▶ **Exercise**:
Copy out the rows below, swapping every "locate" for "mark" and keeping everything else the same.

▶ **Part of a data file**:

(begin)

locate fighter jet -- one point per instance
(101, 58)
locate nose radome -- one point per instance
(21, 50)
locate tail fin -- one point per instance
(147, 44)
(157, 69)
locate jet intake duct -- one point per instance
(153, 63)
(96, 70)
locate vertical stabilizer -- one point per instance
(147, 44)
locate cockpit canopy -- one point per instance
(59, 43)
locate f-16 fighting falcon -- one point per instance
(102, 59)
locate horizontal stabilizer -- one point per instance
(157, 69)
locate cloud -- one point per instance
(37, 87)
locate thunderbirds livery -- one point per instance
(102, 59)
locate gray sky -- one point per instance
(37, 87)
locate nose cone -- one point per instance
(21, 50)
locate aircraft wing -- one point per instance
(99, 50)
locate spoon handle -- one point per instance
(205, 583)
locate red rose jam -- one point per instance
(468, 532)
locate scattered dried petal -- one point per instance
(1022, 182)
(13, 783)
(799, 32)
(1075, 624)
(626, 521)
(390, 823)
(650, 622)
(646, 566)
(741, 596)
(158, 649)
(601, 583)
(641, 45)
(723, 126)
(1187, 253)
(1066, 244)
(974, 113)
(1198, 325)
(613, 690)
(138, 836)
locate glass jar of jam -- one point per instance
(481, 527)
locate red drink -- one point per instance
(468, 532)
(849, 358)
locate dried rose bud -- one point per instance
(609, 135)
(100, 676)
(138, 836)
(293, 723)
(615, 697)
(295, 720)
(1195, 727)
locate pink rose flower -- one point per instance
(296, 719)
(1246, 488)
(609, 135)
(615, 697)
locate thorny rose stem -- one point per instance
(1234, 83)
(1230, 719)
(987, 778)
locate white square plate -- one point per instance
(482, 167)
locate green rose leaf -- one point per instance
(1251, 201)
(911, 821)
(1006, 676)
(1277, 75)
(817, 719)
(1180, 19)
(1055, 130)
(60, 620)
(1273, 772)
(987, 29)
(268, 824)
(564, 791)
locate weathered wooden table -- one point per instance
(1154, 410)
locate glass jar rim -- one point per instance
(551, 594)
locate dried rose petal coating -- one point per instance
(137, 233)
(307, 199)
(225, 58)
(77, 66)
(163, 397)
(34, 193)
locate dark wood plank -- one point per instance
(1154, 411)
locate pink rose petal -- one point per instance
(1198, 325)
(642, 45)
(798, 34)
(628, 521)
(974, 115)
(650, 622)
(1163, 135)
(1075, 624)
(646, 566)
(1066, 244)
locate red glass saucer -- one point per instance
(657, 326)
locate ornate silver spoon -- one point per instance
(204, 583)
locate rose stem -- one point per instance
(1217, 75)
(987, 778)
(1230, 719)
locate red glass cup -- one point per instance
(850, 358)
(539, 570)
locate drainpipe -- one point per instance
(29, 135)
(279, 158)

(end)

▶ **Task result**:
mark fighter jet -- one point per instance
(101, 58)
mark nose radome -- one point per instance
(21, 50)
mark tail fin -- one point per instance
(147, 44)
(157, 69)
mark jet intake duct -- one point per instance
(153, 63)
(96, 70)
mark vertical stabilizer -- one point per instance
(147, 44)
mark cockpit canopy -- one point per instance
(59, 43)
mark f-16 fighting falcon -- one point per instance
(102, 59)
mark horizontal stabilizer -- one point per instance
(157, 69)
mark cloud -- one point per instance
(37, 87)
mark thunderbirds livery -- one point per instance
(102, 59)
mark gray sky -- one point per instance
(37, 87)
mark nose cone -- one point per instance
(21, 50)
mark aircraft wing -- one point per instance
(99, 50)
mark spoon handle -- one point per instance
(205, 583)
mark red rose jam -- one point per instance
(468, 532)
mark scattered dried petal -- one point per instance
(1022, 182)
(13, 783)
(799, 32)
(1075, 624)
(626, 521)
(390, 823)
(650, 622)
(646, 566)
(741, 596)
(158, 649)
(601, 583)
(641, 45)
(723, 126)
(1187, 253)
(1066, 244)
(974, 113)
(1198, 325)
(613, 690)
(138, 836)
mark glass jar of jam -- one point per instance
(481, 527)
mark red drink -- one point per instance
(468, 532)
(849, 358)
mark dried rose bud -- one point per instance
(609, 135)
(100, 676)
(138, 836)
(293, 723)
(615, 697)
(295, 720)
(1195, 727)
mark pink rose flower -- one point per instance
(296, 719)
(1246, 488)
(609, 135)
(615, 697)
mark thorny rose stem -- one point per instance
(1234, 83)
(1230, 719)
(987, 778)
mark white square plate -- one point per instance
(482, 167)
mark green rose leaf -- one point per instance
(1251, 201)
(911, 821)
(1006, 676)
(1277, 75)
(817, 719)
(1180, 19)
(1055, 130)
(60, 620)
(1273, 772)
(987, 29)
(268, 824)
(564, 791)
mark weathered wooden table -- one point per instance
(1154, 410)
mark glass jar rim -- one point per instance
(551, 594)
mark dried rose petal coating -- one point per instance
(137, 233)
(307, 199)
(225, 58)
(77, 66)
(163, 397)
(34, 193)
mark dark wood plank -- one point per instance
(1154, 411)
mark pink rose petal -- one point per instance
(1198, 325)
(642, 45)
(798, 34)
(628, 521)
(974, 115)
(650, 622)
(1163, 135)
(1075, 624)
(646, 566)
(1066, 244)
mark red glass saucer -- one point per instance
(657, 326)
mark ornate silver spoon -- one point per instance
(204, 583)
mark rose stem -- one point per instance
(1217, 75)
(987, 778)
(1230, 719)
mark red glass cup -- one point per instance
(850, 358)
(539, 570)
mark drainpipe -- one point per instance
(29, 135)
(279, 158)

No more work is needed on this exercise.